→ Problem description:
Count the lines below that contain the string "sink", with case counting. Reply with only the number.

= = = = =

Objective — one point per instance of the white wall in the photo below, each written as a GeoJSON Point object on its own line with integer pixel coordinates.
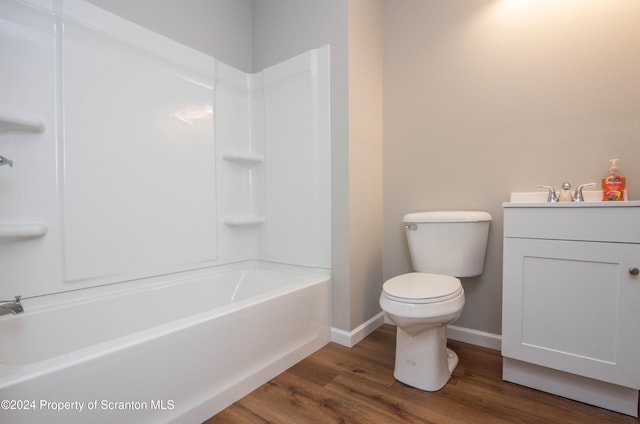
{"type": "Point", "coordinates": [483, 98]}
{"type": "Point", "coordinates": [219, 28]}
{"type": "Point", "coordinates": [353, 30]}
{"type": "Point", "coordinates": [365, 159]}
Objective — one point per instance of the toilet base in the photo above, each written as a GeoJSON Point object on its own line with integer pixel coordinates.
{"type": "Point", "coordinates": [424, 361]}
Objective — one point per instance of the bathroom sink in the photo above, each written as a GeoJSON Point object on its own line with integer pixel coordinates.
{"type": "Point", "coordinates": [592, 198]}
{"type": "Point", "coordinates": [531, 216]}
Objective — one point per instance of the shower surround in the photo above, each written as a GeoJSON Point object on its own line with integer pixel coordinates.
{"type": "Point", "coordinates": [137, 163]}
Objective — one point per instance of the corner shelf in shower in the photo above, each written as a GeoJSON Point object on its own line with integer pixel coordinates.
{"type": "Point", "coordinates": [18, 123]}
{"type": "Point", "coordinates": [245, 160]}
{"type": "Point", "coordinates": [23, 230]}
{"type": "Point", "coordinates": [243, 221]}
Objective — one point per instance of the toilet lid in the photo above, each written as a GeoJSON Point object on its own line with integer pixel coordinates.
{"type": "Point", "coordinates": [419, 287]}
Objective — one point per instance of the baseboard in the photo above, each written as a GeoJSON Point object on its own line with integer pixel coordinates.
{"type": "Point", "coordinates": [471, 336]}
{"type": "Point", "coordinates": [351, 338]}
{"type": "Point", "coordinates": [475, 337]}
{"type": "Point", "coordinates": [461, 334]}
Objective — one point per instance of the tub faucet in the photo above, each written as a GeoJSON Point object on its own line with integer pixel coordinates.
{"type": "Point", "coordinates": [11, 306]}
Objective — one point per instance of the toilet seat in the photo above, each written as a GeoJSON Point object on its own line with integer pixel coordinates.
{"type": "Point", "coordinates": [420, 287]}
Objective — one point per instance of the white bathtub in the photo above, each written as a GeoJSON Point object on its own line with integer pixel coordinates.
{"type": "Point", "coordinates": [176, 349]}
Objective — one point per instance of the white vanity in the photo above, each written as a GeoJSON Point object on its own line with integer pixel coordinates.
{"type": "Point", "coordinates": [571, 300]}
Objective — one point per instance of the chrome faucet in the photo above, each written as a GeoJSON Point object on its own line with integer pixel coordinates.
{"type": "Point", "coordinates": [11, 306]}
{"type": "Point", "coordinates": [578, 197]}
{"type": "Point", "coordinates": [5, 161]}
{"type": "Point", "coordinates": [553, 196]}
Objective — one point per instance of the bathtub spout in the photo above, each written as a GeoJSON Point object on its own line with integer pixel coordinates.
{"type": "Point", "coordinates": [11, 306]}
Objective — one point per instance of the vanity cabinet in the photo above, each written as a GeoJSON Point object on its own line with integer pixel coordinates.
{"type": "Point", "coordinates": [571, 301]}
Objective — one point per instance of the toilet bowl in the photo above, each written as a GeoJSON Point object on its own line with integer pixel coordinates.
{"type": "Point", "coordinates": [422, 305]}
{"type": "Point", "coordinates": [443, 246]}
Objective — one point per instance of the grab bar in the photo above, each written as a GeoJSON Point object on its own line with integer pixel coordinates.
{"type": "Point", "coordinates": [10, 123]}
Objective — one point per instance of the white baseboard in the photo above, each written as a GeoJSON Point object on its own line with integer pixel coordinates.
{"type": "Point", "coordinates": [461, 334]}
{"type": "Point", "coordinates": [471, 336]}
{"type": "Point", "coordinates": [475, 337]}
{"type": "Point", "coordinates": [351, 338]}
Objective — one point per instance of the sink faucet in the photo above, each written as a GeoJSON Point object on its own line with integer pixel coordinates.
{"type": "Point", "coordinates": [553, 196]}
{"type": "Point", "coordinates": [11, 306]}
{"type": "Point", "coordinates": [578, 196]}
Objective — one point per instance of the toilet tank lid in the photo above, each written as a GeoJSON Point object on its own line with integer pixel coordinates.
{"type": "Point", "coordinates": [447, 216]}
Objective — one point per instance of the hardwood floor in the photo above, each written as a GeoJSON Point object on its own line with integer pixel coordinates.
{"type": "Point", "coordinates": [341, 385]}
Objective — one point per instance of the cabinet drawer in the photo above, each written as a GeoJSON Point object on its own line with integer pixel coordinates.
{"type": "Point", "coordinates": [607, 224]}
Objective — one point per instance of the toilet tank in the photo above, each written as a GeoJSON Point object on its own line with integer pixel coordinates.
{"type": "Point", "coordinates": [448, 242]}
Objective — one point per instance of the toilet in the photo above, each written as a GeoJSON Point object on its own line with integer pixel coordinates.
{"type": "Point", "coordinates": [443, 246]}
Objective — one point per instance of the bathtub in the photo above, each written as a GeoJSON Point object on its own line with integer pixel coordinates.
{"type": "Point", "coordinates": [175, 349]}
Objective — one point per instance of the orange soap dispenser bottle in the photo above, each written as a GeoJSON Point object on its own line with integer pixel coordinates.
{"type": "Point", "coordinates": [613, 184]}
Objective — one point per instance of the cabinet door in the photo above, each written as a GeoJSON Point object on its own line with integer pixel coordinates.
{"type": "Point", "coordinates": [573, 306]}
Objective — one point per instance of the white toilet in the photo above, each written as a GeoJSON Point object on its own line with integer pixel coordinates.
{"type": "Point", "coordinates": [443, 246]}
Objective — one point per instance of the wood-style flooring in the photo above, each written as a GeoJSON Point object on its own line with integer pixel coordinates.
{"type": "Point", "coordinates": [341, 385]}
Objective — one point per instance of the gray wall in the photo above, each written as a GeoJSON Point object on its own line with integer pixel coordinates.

= = = = =

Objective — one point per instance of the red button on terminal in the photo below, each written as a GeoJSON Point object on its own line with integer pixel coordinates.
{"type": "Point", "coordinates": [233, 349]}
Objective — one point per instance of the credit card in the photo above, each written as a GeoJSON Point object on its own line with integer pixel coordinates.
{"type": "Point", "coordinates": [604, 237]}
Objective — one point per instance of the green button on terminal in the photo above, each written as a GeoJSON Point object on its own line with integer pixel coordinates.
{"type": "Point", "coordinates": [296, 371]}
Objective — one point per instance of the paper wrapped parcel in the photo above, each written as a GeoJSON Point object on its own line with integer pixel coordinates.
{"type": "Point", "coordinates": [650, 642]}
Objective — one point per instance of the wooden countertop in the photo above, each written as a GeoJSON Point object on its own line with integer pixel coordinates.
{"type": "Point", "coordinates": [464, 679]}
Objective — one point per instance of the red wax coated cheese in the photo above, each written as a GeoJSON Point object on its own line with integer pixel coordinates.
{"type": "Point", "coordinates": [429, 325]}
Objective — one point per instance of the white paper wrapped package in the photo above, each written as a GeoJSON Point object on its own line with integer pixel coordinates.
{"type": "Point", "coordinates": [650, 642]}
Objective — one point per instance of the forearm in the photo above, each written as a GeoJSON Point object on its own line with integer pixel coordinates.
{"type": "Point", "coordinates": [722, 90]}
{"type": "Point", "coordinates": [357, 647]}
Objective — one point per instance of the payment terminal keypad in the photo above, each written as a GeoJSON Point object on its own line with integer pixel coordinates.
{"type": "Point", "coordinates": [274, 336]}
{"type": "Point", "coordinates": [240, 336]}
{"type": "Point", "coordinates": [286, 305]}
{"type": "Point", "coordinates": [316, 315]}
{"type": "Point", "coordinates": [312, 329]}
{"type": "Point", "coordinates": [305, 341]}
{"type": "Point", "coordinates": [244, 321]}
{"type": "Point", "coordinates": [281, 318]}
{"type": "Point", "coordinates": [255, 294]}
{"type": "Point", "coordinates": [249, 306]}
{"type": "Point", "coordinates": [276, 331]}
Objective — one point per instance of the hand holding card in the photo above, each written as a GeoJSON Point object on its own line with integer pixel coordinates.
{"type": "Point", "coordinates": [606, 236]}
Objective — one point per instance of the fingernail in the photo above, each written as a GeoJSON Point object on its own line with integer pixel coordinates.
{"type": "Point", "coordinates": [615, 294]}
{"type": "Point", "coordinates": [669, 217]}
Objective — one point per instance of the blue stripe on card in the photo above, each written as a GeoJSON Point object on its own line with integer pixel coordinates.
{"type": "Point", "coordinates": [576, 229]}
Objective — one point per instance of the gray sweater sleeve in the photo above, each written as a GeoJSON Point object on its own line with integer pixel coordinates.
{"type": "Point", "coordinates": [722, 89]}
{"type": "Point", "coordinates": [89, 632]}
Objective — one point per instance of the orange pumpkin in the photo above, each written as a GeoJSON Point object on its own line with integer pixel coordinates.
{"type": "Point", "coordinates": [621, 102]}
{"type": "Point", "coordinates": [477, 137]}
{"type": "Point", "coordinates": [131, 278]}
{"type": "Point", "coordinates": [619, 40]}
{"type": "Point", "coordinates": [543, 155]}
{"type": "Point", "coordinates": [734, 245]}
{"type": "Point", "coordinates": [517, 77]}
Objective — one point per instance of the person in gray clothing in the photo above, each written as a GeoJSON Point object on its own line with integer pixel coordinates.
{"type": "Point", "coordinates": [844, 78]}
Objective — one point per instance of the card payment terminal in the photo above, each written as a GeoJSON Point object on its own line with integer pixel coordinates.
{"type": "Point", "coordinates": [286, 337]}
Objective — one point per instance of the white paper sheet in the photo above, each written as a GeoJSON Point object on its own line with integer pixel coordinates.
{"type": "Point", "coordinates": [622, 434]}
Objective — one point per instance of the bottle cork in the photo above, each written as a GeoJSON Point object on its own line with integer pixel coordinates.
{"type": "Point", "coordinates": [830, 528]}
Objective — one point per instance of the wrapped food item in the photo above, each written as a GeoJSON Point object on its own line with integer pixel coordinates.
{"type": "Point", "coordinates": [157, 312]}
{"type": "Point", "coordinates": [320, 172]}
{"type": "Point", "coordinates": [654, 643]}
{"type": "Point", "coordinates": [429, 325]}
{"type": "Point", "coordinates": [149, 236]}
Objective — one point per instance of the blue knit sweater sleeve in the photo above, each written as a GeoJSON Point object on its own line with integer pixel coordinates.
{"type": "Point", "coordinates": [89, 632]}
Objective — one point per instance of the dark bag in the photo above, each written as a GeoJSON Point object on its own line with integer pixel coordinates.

= = = = =

→ Response to the exercise:
2